**STATED PROBLEM A**:
Answer these questions using the forum thread about the Gerkin clip trimpot:
(i) With the CLIP trimpot turned to which position does the pedal go silent?
(ii) After lifting leg 1 of the trimpot, what were the diodes soldered directly to?
(iii) Where did the reply's author look at a photo of the PCB?
**STATED PROBLEM B**: Retype the stretch of the forum thread about the Gerkin clip trimpot from "I tried to figure" through "as it should.".

# Gerkin clip trimpot issue



## qak (Jul 11, 2019)

I'm having a weird problem with the Gerkin fuzz and wondered if it's a problem with the PCB or just me.

Got everything working (or so I thought) and boxed it up, but didn't test the trimpots. Duh.

Then I noticed, that with the CLIP trimpot all the way to the si diode side, it goes silent. So I removed the trimpot, D3 & D4 and changed C8 in case the cap was bad. So I noticed that the space where leg 1 of the trimpot goes is grounded (as well as where the diodes are connected), but otherwise all seems good and continuity checks out ok.

I tried to figure this out for a few hours, but couldn't figure out what is grounding the connection between the diodes and trimpot leg 1. I think there might be a short in the PCB itself.

In the meantime, I lifted leg 1 of the trimpot and soldered the diodes directly from the trimpot to C8 and now the CLIP control works as it should.


----------



## Chuck D. Bones (Jul 21, 2019)

I looked at the PCB photo on the PedalPCB website.  It appears that the square pads under the two trimpots might have insufficient clearance around them.  If so, then pin 1 of one or both trimpots would be shorting to the ground plane on the top layer.  You could try measuring the resistance between the square pad and ground, I'll bet they are indeed shorted.  You'd have to remove the trimpot to see or fix it.  The fix you implemented will work fine.  Alternatively, you could remove the trimpot and scrape the corners off of the square pad until the short is gone.  Does the Voice trimpot work correctly?

[Excerpts from location labeling data]
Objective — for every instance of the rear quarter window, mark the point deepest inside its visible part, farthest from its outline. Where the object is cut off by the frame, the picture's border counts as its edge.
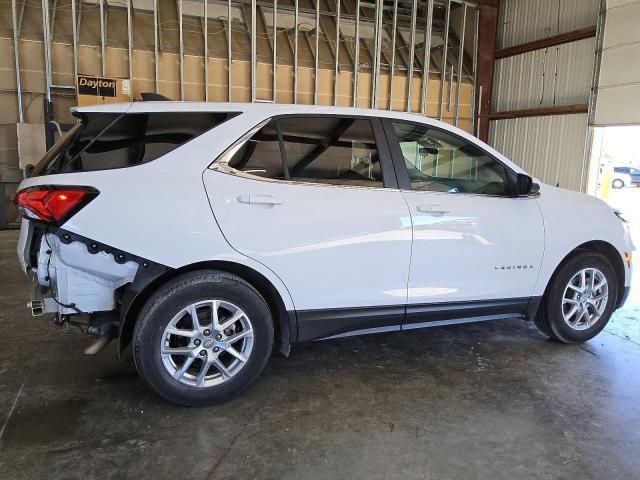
(103, 141)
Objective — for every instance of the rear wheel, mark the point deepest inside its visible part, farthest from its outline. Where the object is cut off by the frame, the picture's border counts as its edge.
(580, 299)
(203, 338)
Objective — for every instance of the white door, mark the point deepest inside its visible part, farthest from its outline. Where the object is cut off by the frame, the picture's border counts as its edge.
(321, 219)
(476, 249)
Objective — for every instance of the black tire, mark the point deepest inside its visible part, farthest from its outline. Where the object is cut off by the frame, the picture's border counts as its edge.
(177, 294)
(550, 320)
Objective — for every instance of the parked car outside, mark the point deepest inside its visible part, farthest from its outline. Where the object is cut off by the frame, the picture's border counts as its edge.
(634, 176)
(205, 234)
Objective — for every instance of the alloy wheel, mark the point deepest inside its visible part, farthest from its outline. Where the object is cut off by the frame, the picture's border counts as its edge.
(585, 299)
(207, 343)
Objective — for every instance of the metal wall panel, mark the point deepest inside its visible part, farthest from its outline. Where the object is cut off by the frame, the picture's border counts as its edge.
(550, 148)
(618, 97)
(522, 21)
(553, 76)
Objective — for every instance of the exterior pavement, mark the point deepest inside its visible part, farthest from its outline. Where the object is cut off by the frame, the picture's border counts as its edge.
(494, 400)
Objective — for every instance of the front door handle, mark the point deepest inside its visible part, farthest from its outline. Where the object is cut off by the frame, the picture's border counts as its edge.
(435, 210)
(264, 200)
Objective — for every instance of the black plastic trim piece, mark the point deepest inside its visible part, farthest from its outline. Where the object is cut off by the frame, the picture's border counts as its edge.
(532, 308)
(317, 324)
(624, 296)
(119, 256)
(456, 310)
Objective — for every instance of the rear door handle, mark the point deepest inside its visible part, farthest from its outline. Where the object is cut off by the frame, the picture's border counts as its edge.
(436, 210)
(265, 200)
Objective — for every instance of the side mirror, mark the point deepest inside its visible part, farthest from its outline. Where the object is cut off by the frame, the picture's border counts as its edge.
(428, 151)
(524, 185)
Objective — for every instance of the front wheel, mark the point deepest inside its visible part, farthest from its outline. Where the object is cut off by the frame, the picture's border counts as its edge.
(580, 299)
(203, 338)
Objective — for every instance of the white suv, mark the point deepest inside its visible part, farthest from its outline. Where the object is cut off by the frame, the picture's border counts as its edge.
(203, 233)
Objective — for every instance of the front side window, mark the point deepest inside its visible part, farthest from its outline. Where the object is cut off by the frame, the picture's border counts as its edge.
(439, 162)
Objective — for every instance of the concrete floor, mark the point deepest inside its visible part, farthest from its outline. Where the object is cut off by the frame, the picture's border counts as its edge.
(494, 400)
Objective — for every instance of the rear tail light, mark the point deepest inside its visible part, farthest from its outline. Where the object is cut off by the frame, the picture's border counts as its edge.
(53, 204)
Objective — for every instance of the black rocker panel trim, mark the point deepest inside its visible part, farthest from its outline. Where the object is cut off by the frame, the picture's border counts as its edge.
(317, 324)
(457, 310)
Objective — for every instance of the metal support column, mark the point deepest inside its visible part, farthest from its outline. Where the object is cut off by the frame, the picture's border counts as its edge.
(74, 34)
(392, 67)
(412, 52)
(295, 54)
(316, 55)
(474, 72)
(356, 58)
(205, 35)
(460, 65)
(181, 49)
(155, 44)
(426, 62)
(47, 53)
(254, 12)
(336, 66)
(275, 48)
(16, 56)
(229, 51)
(130, 43)
(102, 40)
(375, 75)
(443, 76)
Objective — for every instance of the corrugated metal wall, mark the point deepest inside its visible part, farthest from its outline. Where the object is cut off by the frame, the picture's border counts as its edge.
(542, 78)
(551, 148)
(522, 21)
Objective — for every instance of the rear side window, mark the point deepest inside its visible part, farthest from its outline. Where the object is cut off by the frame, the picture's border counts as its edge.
(260, 155)
(104, 141)
(339, 151)
(333, 150)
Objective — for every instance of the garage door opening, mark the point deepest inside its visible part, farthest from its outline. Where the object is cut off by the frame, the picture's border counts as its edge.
(615, 178)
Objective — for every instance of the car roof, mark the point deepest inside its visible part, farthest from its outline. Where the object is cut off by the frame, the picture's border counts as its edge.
(267, 109)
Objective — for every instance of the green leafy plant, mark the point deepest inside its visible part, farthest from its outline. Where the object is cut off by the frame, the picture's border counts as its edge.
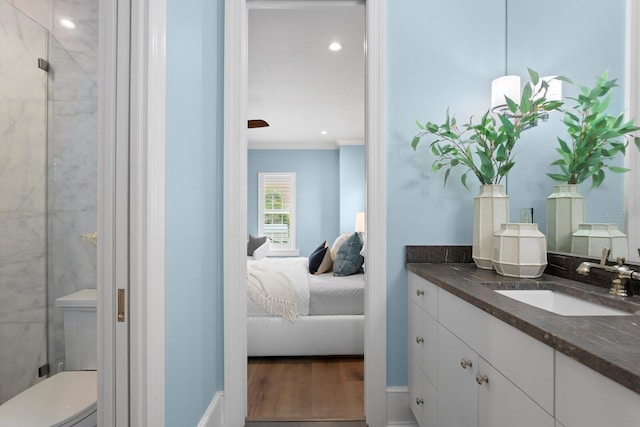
(596, 137)
(485, 149)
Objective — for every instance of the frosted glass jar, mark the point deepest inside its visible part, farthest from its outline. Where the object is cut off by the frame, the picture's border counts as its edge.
(490, 209)
(519, 250)
(565, 211)
(590, 239)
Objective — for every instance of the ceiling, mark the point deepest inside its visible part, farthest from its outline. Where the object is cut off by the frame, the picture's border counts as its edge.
(298, 85)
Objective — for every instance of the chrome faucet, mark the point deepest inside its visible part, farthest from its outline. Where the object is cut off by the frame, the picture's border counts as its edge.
(623, 273)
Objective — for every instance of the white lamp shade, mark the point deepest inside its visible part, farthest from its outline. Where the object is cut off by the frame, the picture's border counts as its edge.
(359, 222)
(554, 93)
(504, 86)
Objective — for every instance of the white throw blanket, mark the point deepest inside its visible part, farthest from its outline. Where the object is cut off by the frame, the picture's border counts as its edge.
(275, 285)
(273, 292)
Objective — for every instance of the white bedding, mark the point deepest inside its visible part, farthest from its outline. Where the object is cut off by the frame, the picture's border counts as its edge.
(332, 295)
(296, 270)
(322, 294)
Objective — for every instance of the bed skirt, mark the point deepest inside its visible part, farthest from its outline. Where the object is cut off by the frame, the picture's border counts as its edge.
(307, 336)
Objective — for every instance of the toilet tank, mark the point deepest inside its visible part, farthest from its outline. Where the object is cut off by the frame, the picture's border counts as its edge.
(80, 330)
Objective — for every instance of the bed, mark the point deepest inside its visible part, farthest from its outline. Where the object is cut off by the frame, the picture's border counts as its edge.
(329, 320)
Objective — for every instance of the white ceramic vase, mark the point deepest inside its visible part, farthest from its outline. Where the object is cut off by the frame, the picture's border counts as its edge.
(565, 211)
(519, 250)
(590, 239)
(490, 210)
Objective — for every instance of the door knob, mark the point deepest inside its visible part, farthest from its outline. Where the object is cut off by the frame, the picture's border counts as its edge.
(481, 379)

**OUTPUT A**:
(i) All the way to the si diode side.
(ii) From the trimpot to C8.
(iii) On the PedalPCB website.

**OUTPUT B**:
I tried to figure this out for a few hours, but couldn't figure out what is grounding the connection between the diodes and trimpot leg 1. I think there might be a short in the PCB itself.

In the meantime, I lifted leg 1 of the trimpot and soldered the diodes directly from the trimpot to C8 and now the CLIP control works as it should.